> Data entries:
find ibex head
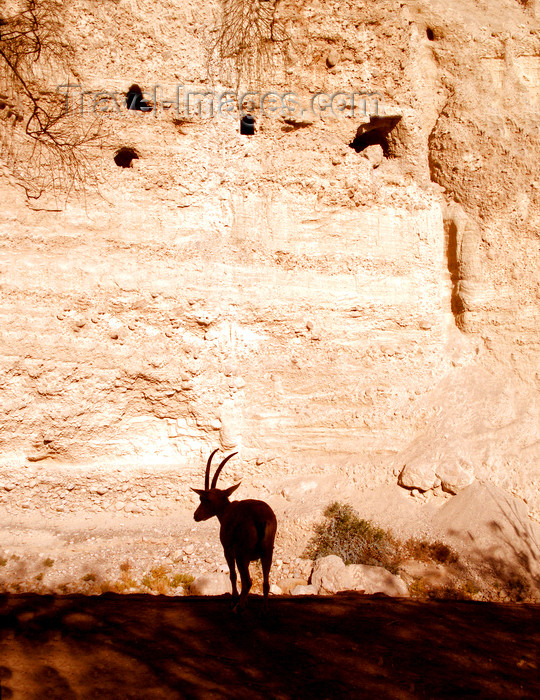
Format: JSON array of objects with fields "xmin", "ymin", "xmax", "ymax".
[{"xmin": 191, "ymin": 450, "xmax": 240, "ymax": 522}]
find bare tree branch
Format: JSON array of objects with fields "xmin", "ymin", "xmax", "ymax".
[{"xmin": 0, "ymin": 0, "xmax": 101, "ymax": 199}]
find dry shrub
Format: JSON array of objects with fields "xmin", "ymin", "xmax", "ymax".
[
  {"xmin": 209, "ymin": 0, "xmax": 289, "ymax": 88},
  {"xmin": 171, "ymin": 574, "xmax": 195, "ymax": 593},
  {"xmin": 305, "ymin": 502, "xmax": 401, "ymax": 573}
]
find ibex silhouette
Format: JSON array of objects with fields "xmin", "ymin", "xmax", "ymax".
[{"xmin": 192, "ymin": 450, "xmax": 277, "ymax": 612}]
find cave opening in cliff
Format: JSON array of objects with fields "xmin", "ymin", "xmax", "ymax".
[
  {"xmin": 240, "ymin": 114, "xmax": 255, "ymax": 136},
  {"xmin": 349, "ymin": 116, "xmax": 401, "ymax": 158},
  {"xmin": 114, "ymin": 148, "xmax": 139, "ymax": 168}
]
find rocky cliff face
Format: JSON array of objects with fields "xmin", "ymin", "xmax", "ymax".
[{"xmin": 0, "ymin": 0, "xmax": 540, "ymax": 516}]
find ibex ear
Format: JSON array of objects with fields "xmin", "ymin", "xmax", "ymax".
[{"xmin": 223, "ymin": 482, "xmax": 242, "ymax": 498}]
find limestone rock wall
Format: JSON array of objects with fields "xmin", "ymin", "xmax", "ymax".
[{"xmin": 0, "ymin": 0, "xmax": 540, "ymax": 511}]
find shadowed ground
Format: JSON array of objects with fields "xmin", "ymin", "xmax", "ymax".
[{"xmin": 0, "ymin": 594, "xmax": 540, "ymax": 700}]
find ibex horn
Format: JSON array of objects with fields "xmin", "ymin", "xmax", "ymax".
[
  {"xmin": 212, "ymin": 452, "xmax": 238, "ymax": 488},
  {"xmin": 204, "ymin": 447, "xmax": 219, "ymax": 491}
]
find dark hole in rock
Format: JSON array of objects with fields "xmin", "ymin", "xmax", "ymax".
[
  {"xmin": 240, "ymin": 114, "xmax": 255, "ymax": 136},
  {"xmin": 114, "ymin": 148, "xmax": 139, "ymax": 168},
  {"xmin": 126, "ymin": 83, "xmax": 152, "ymax": 112},
  {"xmin": 349, "ymin": 116, "xmax": 401, "ymax": 156}
]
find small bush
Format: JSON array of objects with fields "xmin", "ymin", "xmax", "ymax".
[
  {"xmin": 304, "ymin": 502, "xmax": 401, "ymax": 573},
  {"xmin": 171, "ymin": 574, "xmax": 195, "ymax": 592},
  {"xmin": 142, "ymin": 564, "xmax": 171, "ymax": 594}
]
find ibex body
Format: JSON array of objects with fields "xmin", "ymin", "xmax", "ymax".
[{"xmin": 193, "ymin": 450, "xmax": 277, "ymax": 612}]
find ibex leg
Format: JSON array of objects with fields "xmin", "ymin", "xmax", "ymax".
[
  {"xmin": 261, "ymin": 550, "xmax": 272, "ymax": 608},
  {"xmin": 234, "ymin": 560, "xmax": 251, "ymax": 612},
  {"xmin": 225, "ymin": 552, "xmax": 238, "ymax": 600}
]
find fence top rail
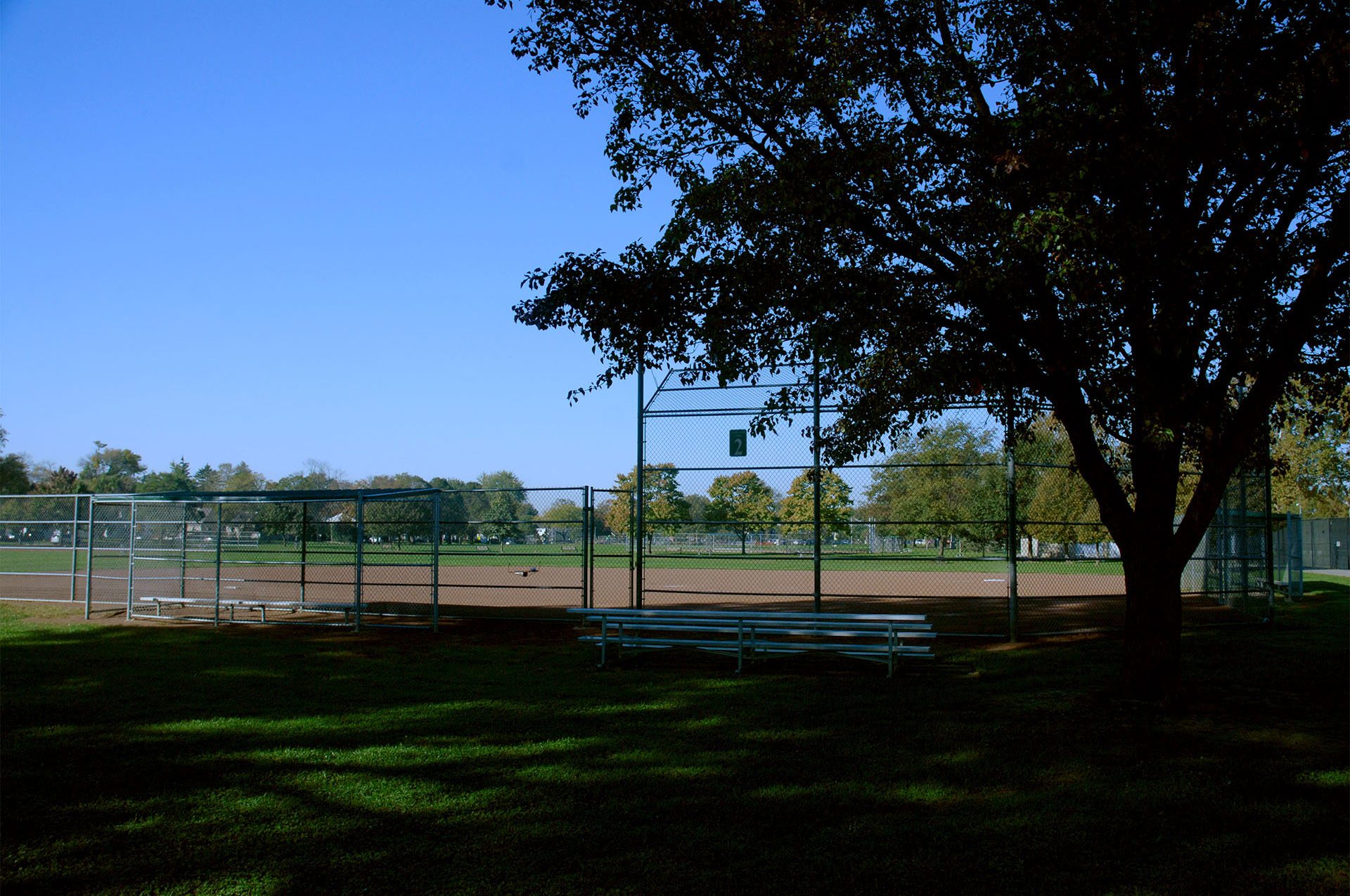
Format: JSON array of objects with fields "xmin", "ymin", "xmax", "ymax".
[{"xmin": 567, "ymin": 607, "xmax": 927, "ymax": 622}]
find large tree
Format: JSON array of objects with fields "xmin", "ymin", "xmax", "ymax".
[
  {"xmin": 605, "ymin": 465, "xmax": 690, "ymax": 545},
  {"xmin": 515, "ymin": 0, "xmax": 1350, "ymax": 695},
  {"xmin": 867, "ymin": 420, "xmax": 1007, "ymax": 559},
  {"xmin": 1271, "ymin": 383, "xmax": 1350, "ymax": 517},
  {"xmin": 79, "ymin": 441, "xmax": 146, "ymax": 494}
]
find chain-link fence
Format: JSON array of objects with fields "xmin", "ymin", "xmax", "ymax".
[
  {"xmin": 0, "ymin": 495, "xmax": 92, "ymax": 600},
  {"xmin": 0, "ymin": 396, "xmax": 1274, "ymax": 637},
  {"xmin": 637, "ymin": 371, "xmax": 1269, "ymax": 637},
  {"xmin": 437, "ymin": 487, "xmax": 591, "ymax": 616}
]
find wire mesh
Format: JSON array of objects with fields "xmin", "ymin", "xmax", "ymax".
[{"xmin": 437, "ymin": 487, "xmax": 580, "ymax": 614}]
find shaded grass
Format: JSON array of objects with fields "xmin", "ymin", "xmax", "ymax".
[
  {"xmin": 0, "ymin": 544, "xmax": 1122, "ymax": 576},
  {"xmin": 0, "ymin": 576, "xmax": 1350, "ymax": 893}
]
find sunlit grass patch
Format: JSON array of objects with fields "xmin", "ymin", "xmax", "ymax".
[{"xmin": 0, "ymin": 591, "xmax": 1350, "ymax": 896}]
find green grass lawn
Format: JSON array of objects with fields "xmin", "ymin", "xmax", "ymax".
[
  {"xmin": 0, "ymin": 578, "xmax": 1350, "ymax": 896},
  {"xmin": 0, "ymin": 544, "xmax": 1121, "ymax": 576}
]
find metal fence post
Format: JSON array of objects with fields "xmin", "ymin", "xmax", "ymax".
[
  {"xmin": 582, "ymin": 486, "xmax": 591, "ymax": 610},
  {"xmin": 811, "ymin": 358, "xmax": 822, "ymax": 613},
  {"xmin": 628, "ymin": 494, "xmax": 637, "ymax": 609},
  {"xmin": 1261, "ymin": 458, "xmax": 1274, "ymax": 622},
  {"xmin": 629, "ymin": 356, "xmax": 647, "ymax": 607},
  {"xmin": 70, "ymin": 495, "xmax": 79, "ymax": 600},
  {"xmin": 212, "ymin": 500, "xmax": 226, "ymax": 628},
  {"xmin": 1003, "ymin": 399, "xmax": 1018, "ymax": 641},
  {"xmin": 300, "ymin": 500, "xmax": 309, "ymax": 609},
  {"xmin": 430, "ymin": 491, "xmax": 440, "ymax": 632},
  {"xmin": 352, "ymin": 491, "xmax": 366, "ymax": 632},
  {"xmin": 85, "ymin": 495, "xmax": 93, "ymax": 619},
  {"xmin": 127, "ymin": 498, "xmax": 136, "ymax": 619}
]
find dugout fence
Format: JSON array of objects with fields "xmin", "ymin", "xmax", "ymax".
[
  {"xmin": 0, "ymin": 407, "xmax": 1268, "ymax": 638},
  {"xmin": 632, "ymin": 370, "xmax": 1272, "ymax": 638}
]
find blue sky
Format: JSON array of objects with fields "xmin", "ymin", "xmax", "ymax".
[{"xmin": 0, "ymin": 0, "xmax": 669, "ymax": 486}]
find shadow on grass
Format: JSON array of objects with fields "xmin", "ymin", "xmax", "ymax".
[{"xmin": 0, "ymin": 587, "xmax": 1350, "ymax": 893}]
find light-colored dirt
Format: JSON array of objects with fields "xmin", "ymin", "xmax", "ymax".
[{"xmin": 0, "ymin": 564, "xmax": 1245, "ymax": 635}]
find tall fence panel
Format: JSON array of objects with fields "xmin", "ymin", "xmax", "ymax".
[
  {"xmin": 437, "ymin": 487, "xmax": 591, "ymax": 616},
  {"xmin": 587, "ymin": 488, "xmax": 634, "ymax": 607},
  {"xmin": 631, "ymin": 371, "xmax": 1269, "ymax": 637},
  {"xmin": 0, "ymin": 495, "xmax": 92, "ymax": 600}
]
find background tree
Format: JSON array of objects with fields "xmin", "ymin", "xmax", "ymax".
[
  {"xmin": 271, "ymin": 457, "xmax": 352, "ymax": 491},
  {"xmin": 534, "ymin": 498, "xmax": 582, "ymax": 543},
  {"xmin": 192, "ymin": 465, "xmax": 226, "ymax": 491},
  {"xmin": 1271, "ymin": 383, "xmax": 1350, "ymax": 517},
  {"xmin": 1017, "ymin": 417, "xmax": 1110, "ymax": 556},
  {"xmin": 0, "ymin": 453, "xmax": 32, "ymax": 495},
  {"xmin": 356, "ymin": 472, "xmax": 435, "ymax": 548},
  {"xmin": 216, "ymin": 460, "xmax": 267, "ymax": 491},
  {"xmin": 703, "ymin": 469, "xmax": 778, "ymax": 553},
  {"xmin": 79, "ymin": 441, "xmax": 146, "ymax": 494},
  {"xmin": 867, "ymin": 420, "xmax": 1007, "ymax": 559},
  {"xmin": 34, "ymin": 467, "xmax": 81, "ymax": 495},
  {"xmin": 778, "ymin": 468, "xmax": 853, "ymax": 534},
  {"xmin": 605, "ymin": 465, "xmax": 690, "ymax": 550},
  {"xmin": 136, "ymin": 457, "xmax": 195, "ymax": 491},
  {"xmin": 515, "ymin": 0, "xmax": 1350, "ymax": 696},
  {"xmin": 0, "ymin": 412, "xmax": 32, "ymax": 495}
]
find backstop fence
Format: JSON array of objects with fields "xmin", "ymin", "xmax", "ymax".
[
  {"xmin": 0, "ymin": 488, "xmax": 599, "ymax": 629},
  {"xmin": 637, "ymin": 371, "xmax": 1272, "ymax": 638},
  {"xmin": 0, "ymin": 371, "xmax": 1274, "ymax": 638}
]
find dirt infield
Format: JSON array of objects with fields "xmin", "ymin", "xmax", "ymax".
[{"xmin": 0, "ymin": 564, "xmax": 1252, "ymax": 637}]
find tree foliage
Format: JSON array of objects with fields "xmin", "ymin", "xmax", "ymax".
[
  {"xmin": 515, "ymin": 0, "xmax": 1350, "ymax": 694},
  {"xmin": 867, "ymin": 420, "xmax": 1005, "ymax": 557},
  {"xmin": 1271, "ymin": 383, "xmax": 1350, "ymax": 517},
  {"xmin": 778, "ymin": 468, "xmax": 853, "ymax": 534},
  {"xmin": 79, "ymin": 441, "xmax": 146, "ymax": 494}
]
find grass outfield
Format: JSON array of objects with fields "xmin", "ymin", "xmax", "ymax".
[
  {"xmin": 0, "ymin": 576, "xmax": 1350, "ymax": 896},
  {"xmin": 0, "ymin": 545, "xmax": 1122, "ymax": 576}
]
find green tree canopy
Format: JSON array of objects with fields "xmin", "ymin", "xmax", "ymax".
[
  {"xmin": 216, "ymin": 460, "xmax": 267, "ymax": 491},
  {"xmin": 34, "ymin": 467, "xmax": 81, "ymax": 495},
  {"xmin": 79, "ymin": 441, "xmax": 146, "ymax": 494},
  {"xmin": 136, "ymin": 457, "xmax": 195, "ymax": 491},
  {"xmin": 1018, "ymin": 415, "xmax": 1110, "ymax": 544},
  {"xmin": 703, "ymin": 469, "xmax": 778, "ymax": 553},
  {"xmin": 502, "ymin": 0, "xmax": 1350, "ymax": 695},
  {"xmin": 605, "ymin": 465, "xmax": 690, "ymax": 538},
  {"xmin": 478, "ymin": 469, "xmax": 537, "ymax": 541},
  {"xmin": 778, "ymin": 467, "xmax": 853, "ymax": 534},
  {"xmin": 867, "ymin": 420, "xmax": 1007, "ymax": 557}
]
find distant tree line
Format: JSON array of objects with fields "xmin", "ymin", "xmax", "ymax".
[{"xmin": 0, "ymin": 402, "xmax": 1350, "ymax": 542}]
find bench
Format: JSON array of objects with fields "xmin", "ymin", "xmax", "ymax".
[
  {"xmin": 568, "ymin": 607, "xmax": 937, "ymax": 677},
  {"xmin": 135, "ymin": 597, "xmax": 355, "ymax": 622}
]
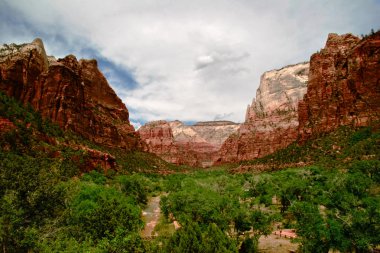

> Your objective: Pull out each line of the data entries above that contains the string "ibex", treating uppercase and lowercase as different.

> Written solution:
find ibex head
find ibex silhouette
find ibex ear
find ibex horn
find ibex body
find ibex leg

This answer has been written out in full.